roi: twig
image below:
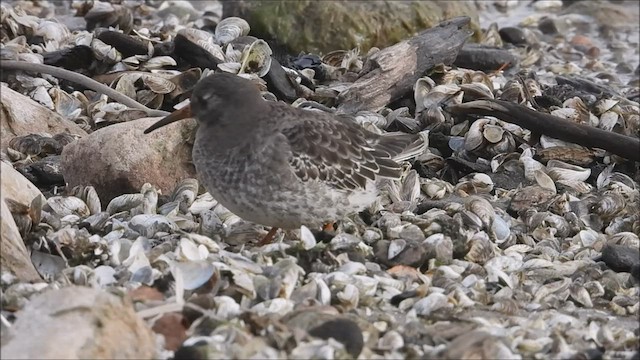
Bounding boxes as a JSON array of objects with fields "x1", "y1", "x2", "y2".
[
  {"x1": 446, "y1": 99, "x2": 640, "y2": 162},
  {"x1": 0, "y1": 60, "x2": 169, "y2": 117}
]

+ + + + + + +

Return the data exactly as it stands, minus the pictures.

roi: twig
image below:
Bounding boxes as a JSON array of objects with fields "x1", "y1", "x2", "y2".
[
  {"x1": 446, "y1": 99, "x2": 640, "y2": 162},
  {"x1": 0, "y1": 60, "x2": 169, "y2": 117}
]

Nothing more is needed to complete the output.